## START

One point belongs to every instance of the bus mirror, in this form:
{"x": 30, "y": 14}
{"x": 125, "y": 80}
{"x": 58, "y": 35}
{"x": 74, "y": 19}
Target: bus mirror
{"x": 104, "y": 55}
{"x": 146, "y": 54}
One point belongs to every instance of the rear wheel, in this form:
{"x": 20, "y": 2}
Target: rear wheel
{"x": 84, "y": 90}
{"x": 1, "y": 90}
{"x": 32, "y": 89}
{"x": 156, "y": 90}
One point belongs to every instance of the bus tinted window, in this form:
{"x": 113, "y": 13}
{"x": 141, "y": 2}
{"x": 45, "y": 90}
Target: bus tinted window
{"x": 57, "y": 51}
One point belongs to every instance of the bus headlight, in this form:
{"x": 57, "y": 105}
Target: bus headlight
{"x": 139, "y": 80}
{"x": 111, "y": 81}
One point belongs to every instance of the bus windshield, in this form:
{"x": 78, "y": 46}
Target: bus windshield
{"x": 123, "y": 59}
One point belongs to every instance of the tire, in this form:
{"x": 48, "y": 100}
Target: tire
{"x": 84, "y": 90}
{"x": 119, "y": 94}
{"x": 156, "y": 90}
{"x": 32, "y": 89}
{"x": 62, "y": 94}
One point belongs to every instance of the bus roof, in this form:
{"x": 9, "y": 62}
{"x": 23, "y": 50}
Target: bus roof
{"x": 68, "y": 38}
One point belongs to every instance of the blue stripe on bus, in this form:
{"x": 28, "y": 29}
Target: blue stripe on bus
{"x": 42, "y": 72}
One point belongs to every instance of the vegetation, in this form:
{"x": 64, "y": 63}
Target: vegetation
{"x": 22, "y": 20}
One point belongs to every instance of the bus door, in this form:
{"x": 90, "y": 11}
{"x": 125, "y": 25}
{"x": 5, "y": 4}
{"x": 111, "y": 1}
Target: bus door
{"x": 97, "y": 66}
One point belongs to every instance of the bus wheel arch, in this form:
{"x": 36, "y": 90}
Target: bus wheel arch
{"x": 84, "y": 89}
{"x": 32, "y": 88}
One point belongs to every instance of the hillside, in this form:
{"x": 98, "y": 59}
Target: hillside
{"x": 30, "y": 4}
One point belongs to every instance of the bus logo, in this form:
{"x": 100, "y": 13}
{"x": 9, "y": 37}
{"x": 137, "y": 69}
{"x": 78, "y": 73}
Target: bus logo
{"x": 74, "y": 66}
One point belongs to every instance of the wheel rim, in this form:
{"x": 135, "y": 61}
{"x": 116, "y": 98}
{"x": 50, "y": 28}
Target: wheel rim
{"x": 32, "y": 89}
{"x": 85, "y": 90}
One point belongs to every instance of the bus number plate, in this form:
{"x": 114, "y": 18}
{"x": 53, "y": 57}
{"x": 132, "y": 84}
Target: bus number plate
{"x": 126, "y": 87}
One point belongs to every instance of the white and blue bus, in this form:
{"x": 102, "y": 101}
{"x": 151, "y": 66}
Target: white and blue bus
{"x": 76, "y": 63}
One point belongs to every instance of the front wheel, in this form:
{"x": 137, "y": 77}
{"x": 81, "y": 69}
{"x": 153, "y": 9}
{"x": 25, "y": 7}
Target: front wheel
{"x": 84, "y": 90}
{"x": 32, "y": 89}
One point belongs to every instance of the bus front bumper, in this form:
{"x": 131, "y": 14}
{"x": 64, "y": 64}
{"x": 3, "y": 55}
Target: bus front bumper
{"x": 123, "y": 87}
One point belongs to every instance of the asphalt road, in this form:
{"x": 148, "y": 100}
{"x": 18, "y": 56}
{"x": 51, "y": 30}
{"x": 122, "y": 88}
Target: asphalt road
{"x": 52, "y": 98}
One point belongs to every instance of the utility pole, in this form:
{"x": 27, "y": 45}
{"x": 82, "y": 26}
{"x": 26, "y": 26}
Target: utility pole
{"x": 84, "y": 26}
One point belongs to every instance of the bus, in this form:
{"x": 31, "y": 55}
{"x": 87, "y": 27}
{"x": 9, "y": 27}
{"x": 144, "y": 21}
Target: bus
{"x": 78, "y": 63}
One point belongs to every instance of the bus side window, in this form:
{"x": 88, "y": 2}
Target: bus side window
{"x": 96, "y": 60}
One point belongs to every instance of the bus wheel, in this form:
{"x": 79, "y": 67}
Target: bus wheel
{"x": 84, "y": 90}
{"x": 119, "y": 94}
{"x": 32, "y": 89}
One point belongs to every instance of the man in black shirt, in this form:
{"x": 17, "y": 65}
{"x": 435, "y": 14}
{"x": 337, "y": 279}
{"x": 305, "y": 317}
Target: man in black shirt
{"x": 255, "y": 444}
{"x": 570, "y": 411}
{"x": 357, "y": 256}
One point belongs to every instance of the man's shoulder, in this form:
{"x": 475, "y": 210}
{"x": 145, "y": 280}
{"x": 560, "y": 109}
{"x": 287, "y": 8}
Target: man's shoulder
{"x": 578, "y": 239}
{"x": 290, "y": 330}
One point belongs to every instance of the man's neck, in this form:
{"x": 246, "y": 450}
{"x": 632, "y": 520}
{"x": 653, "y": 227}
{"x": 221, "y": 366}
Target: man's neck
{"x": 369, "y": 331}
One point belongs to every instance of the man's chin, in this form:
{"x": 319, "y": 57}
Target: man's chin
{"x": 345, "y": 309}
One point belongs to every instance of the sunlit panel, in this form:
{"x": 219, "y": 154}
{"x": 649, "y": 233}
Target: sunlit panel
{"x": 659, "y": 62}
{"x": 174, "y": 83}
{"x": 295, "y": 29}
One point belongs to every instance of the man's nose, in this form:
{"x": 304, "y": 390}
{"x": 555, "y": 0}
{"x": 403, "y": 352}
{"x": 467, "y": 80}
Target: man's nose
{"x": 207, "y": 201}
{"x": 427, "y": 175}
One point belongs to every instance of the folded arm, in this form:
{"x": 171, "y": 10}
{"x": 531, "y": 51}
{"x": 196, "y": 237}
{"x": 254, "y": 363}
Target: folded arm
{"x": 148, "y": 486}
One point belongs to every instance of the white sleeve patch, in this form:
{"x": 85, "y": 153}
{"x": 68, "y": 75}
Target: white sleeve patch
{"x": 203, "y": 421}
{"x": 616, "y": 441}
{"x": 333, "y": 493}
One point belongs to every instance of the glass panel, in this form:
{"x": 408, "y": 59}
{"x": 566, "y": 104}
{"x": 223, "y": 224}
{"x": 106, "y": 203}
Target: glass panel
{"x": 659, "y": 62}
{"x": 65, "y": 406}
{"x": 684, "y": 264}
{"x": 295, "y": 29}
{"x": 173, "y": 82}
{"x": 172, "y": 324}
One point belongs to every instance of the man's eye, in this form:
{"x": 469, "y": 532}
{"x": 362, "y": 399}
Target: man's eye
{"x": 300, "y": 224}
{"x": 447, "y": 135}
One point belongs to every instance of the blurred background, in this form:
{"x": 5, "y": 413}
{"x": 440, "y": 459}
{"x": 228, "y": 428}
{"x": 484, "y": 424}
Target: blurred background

## END

What you will do.
Put the stretch from the line containing "One point belongs to every instance of the man's eye, in" through the final line into a Markdown table with the columns Row and Line, numbering each row and omitting blank lines.

Exercise result.
| Row | Line |
|---|---|
| 1 | One point belongs to every instance of the man's eye, in this form: |
| 2 | {"x": 469, "y": 532} |
| 3 | {"x": 362, "y": 399} |
| 4 | Target: man's eye |
| 5 | {"x": 300, "y": 224} |
| 6 | {"x": 447, "y": 135} |
| 7 | One point belongs to every instance of the blurred background, in this form: |
| 8 | {"x": 5, "y": 413} |
| 9 | {"x": 440, "y": 459} |
| 10 | {"x": 228, "y": 428} |
| 11 | {"x": 484, "y": 424} |
| 12 | Target: blurred background |